▶ [TEXTE CITÉ]
-=-=-=-=-
L’un des objectifs de l’histoire vivante serait de démonter les idées faites sur une époque par la pratique de ses objets : le costume, les outils de combat, les objets du quotidien. Un fait est révisé par la démonstration. Le fonctionnement d’un objet est mieux compris, ces mécanismes et usages cernés. Les démonstrations par le vivant sont solidement documentées, et sont souvent le fruit du croisement de plusieurs archives. Cette approche scientifique (qui reste minoritaire) se fait principalement dans les disciplines de l’Histoire bien que l’Anthropologie n’en soit pas exclue. Par cette dernière, est observée et analysée la dimension symbolique et culturelle des rituels de célébration refaits au présent comme par exemple la célébration de Santa Rosa de Lima au Pérou. (cf. conférence d’Isabel Yaya McKenzie)  La capture du dernier souverain Inca par les troupes de Francisco Pizarro en 1532 est rejouée chaque année dans l’espace public et parmi les habitants principalement dans les villages et villes de hauts plateaux andins (Nord du Pérou). Ainsi, les prémisses de la conquête espagnole sont rejouées encore et encore dans cette partie du pays marquée par leur présence (agriculture, routes, élevage).

Il y a également des re-jeux de l’histoire qui ne gardent d’une période historique, d’un rituel que les effets c’est-à-dire ce qui évoque. Il s’agit de faire illusion. Pensons par exemple les premiers téléfilms des années 60 (touchant le plus grand nombre, diffusés sur les chaines de télévision). Prenons la série « Angélique, marquise des anges » avec Michèle Mercier. (cf. conférence de Guy Spielmann par ex.). La robe d’époque a été modifiée au niveau du décolleté, manches, taille afin que l’actrice garde son image de sexe symbole émanée du présent. La dimension historique est secondaire ; l’actrice joue le même rôle qu’elle soit femme du 18è ou du 20è siècle. D’autres exemples pris dans les films de divertissement sur le moyen âge ont été présentés et critiqués. Ce genre fait preuve d’une quasi-absence de spectation. Largement médiatisé auprès du plus grand nombre, il crée dans l’esprit des spectateurs, des représentations tronquées et durables du passé.
-=-=-=-=-
▶ [DONNÉES FOURNIES]
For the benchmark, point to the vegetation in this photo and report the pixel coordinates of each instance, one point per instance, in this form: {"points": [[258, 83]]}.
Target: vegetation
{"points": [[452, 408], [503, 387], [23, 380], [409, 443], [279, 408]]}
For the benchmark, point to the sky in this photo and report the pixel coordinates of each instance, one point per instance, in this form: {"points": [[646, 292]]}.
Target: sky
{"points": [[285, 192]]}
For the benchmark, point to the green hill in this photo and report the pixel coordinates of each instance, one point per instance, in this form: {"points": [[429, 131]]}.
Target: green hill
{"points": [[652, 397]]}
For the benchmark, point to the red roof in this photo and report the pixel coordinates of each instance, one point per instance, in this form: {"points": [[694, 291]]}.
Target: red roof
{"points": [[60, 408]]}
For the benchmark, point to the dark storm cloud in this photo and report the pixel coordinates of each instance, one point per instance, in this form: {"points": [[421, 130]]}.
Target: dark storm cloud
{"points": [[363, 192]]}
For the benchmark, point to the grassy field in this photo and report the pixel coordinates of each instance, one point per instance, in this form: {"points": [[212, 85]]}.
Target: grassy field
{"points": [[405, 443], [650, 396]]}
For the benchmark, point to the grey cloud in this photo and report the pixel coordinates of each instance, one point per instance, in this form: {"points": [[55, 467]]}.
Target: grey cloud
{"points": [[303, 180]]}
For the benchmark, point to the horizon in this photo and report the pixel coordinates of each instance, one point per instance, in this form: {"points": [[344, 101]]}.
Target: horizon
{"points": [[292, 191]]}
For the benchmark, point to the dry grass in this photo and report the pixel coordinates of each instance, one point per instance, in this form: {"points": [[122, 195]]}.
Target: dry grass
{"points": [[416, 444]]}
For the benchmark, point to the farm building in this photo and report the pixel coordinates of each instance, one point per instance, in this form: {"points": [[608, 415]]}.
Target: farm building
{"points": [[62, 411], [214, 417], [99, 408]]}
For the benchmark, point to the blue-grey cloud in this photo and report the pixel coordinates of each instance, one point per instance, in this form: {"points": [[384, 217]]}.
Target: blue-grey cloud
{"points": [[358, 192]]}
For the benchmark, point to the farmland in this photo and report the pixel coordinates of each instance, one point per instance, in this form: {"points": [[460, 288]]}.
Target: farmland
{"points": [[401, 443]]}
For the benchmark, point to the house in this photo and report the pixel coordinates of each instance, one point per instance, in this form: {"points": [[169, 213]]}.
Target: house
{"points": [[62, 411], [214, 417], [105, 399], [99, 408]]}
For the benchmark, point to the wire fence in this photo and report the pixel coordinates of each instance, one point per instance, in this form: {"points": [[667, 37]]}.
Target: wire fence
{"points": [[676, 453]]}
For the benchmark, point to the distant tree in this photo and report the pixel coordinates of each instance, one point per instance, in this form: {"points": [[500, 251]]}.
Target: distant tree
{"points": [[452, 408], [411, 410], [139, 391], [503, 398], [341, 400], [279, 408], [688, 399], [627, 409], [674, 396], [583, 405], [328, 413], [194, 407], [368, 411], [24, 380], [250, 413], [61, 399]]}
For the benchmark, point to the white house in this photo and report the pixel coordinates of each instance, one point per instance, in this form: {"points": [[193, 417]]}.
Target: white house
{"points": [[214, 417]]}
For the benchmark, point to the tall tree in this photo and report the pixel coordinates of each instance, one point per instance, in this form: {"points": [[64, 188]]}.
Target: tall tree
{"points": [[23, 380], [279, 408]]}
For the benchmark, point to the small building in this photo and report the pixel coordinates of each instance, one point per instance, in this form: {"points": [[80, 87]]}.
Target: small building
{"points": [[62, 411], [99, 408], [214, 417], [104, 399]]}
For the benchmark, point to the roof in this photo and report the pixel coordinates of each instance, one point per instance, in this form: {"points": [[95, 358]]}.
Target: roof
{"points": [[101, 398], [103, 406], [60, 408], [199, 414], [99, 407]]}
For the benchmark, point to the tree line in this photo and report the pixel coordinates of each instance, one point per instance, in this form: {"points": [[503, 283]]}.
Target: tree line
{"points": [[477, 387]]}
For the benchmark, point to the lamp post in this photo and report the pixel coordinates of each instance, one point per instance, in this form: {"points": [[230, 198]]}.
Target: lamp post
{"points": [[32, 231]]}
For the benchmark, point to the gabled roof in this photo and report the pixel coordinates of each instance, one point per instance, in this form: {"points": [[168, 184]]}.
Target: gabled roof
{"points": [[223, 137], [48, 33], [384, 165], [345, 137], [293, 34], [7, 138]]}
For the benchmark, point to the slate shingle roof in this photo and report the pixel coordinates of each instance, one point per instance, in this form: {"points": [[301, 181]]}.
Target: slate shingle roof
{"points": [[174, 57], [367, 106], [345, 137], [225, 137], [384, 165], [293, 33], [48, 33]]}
-=-=-=-=-
▶ [À FAIRE]
A. D'après le texte cité, pourquoi la robe d'époque a-t-elle été modifiée dans la série « Angélique, marquise des anges » ? Réponds en une à trois phrases.
B. Dénombre les lignes des données qui contiennent la chaîne « tree », en tenant compte de la casse, et donne uniquement ce nombre.
Le texte cité et les données n'ont aucun lien entre eux.

▶ [RÉPONSES RÉDIGÉES]
A. La robe a été retouchée au décolleté, aux manches et à la taille pour que Michèle Mercier conserve son image de sexe-symbole, une image issue du présent. La dimension historique passe ainsi au second plan.

B. 6